[Point annotation records]
** Start **

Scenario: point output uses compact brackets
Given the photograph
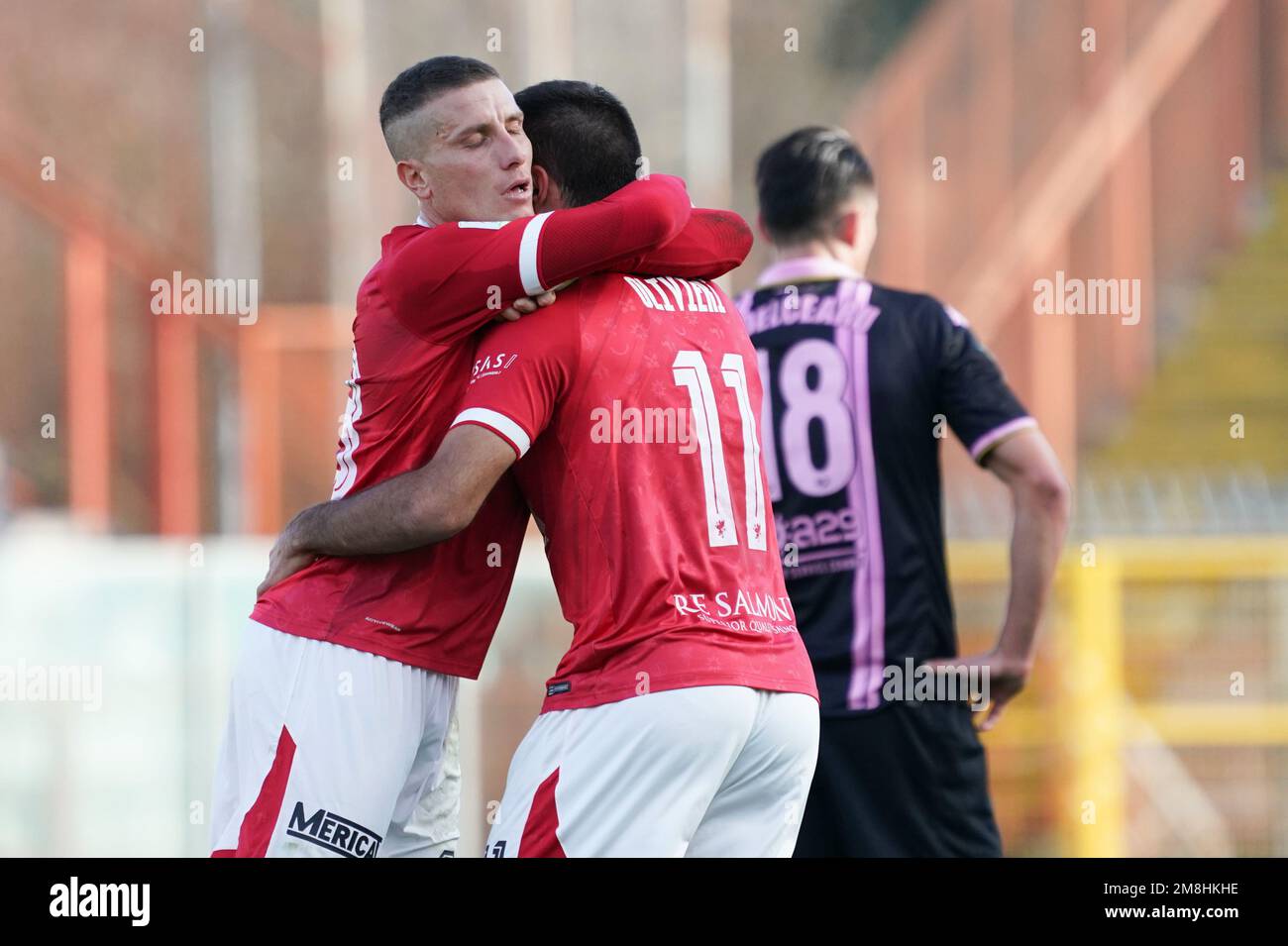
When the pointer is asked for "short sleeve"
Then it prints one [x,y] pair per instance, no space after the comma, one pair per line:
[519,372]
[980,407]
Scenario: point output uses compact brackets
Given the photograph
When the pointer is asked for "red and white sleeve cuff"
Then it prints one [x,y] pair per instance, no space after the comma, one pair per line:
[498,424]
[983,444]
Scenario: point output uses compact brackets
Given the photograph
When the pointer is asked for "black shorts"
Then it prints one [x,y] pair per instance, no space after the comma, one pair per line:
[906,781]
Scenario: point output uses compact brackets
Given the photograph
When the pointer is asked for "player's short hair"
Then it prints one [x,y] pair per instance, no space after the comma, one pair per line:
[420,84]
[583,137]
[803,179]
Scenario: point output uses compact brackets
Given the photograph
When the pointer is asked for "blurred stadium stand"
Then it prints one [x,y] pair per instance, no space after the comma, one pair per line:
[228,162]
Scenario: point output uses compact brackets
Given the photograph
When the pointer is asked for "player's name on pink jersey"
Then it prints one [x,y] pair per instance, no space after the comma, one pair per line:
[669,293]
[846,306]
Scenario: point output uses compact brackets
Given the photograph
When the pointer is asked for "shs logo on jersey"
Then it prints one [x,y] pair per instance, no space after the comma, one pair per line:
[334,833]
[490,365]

** End **
** Start **

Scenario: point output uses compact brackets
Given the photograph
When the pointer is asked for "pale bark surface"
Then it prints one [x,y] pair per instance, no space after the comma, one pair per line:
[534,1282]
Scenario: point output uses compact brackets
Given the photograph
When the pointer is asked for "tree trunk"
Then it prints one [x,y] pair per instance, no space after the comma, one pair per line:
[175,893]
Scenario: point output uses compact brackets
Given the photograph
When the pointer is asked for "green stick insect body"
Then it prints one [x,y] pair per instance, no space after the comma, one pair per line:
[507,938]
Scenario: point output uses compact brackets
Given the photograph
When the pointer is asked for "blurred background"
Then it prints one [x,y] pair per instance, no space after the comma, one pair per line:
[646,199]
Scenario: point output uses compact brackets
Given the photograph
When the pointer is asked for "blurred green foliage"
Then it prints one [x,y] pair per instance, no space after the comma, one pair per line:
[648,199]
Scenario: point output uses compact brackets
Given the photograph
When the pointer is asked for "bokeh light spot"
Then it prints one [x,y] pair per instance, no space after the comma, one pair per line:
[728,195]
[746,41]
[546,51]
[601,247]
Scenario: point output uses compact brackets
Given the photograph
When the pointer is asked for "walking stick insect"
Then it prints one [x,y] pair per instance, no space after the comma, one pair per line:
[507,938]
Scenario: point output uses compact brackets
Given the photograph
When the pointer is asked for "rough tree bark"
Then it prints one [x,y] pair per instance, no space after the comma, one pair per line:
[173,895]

** End **

» **Written request**
Locate every line in the items above that contains the word "bark" and copy each of those lines. Case counts.

» **Finished task**
When the pointer is asked for "pale bark surface"
When the pointer is asked for "rough tree bark"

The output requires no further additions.